_WHAT TO PRODUCE_:
List every line in the entries below that contains the word "seat", copying each such line in full.
◆ ◆ ◆ ◆ ◆ ◆ ◆
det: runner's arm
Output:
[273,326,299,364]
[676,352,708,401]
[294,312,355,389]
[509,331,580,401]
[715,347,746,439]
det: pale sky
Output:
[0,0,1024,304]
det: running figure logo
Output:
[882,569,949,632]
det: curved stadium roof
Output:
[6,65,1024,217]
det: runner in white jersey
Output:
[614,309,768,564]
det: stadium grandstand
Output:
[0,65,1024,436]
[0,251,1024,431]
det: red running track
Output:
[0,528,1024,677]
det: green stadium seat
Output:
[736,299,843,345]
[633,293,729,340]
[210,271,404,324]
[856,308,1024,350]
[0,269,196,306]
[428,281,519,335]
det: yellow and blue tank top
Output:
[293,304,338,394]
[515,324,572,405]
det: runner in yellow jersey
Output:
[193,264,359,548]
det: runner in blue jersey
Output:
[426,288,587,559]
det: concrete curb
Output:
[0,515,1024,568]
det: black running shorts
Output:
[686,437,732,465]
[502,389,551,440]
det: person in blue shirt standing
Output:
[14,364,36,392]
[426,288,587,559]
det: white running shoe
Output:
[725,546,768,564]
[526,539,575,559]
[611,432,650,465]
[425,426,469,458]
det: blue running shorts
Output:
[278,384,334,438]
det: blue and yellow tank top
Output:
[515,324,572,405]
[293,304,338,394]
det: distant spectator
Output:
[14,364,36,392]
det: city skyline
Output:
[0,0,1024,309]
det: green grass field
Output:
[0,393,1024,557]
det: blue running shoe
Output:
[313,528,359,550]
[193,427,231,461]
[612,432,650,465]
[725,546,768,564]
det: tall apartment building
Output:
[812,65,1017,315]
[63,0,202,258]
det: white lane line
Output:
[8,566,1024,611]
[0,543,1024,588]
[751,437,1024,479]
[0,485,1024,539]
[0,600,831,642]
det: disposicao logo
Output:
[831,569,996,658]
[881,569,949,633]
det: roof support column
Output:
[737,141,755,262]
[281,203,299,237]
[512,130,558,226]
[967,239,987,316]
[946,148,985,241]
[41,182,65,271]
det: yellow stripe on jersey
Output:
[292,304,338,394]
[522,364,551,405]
◆ ◆ ◆ ◆ ◆ ◆ ◆
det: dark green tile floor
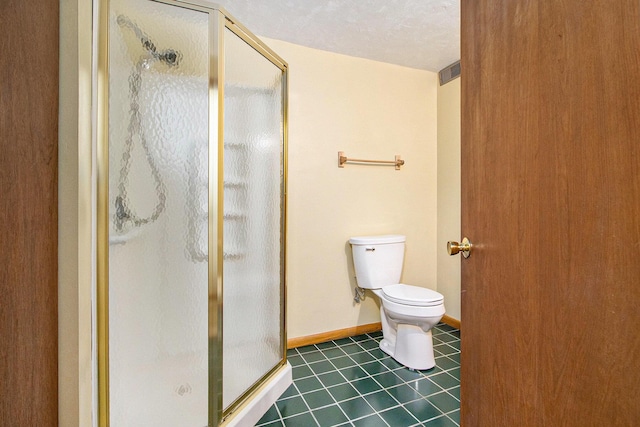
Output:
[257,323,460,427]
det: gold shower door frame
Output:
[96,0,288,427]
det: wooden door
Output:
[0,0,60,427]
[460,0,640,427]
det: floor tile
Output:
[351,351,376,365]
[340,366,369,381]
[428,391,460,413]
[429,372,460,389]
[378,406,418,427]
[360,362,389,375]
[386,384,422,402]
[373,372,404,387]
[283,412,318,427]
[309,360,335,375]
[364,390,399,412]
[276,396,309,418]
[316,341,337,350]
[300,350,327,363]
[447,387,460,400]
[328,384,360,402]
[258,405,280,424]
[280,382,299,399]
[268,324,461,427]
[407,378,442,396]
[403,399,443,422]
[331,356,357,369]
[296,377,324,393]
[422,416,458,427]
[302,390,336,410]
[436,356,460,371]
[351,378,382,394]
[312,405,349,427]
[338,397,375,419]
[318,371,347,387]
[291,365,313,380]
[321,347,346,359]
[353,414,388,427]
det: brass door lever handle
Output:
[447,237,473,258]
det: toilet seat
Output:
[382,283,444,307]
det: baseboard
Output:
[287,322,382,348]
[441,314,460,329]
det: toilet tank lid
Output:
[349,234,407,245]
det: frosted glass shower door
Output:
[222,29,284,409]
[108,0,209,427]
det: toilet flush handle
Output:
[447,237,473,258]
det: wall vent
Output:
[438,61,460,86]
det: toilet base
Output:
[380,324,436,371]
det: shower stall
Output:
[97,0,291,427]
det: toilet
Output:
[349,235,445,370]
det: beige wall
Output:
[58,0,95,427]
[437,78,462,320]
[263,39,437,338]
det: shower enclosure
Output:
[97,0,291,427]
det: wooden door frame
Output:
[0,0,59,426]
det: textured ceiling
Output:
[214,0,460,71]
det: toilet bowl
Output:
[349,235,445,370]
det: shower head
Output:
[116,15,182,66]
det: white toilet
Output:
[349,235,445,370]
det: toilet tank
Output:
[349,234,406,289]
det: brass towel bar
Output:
◆ ◆ ◆ ◆ ◆ ◆ ◆
_SOLUTION TO THIS EXERCISE_:
det: green stadium seat
det: toilet seat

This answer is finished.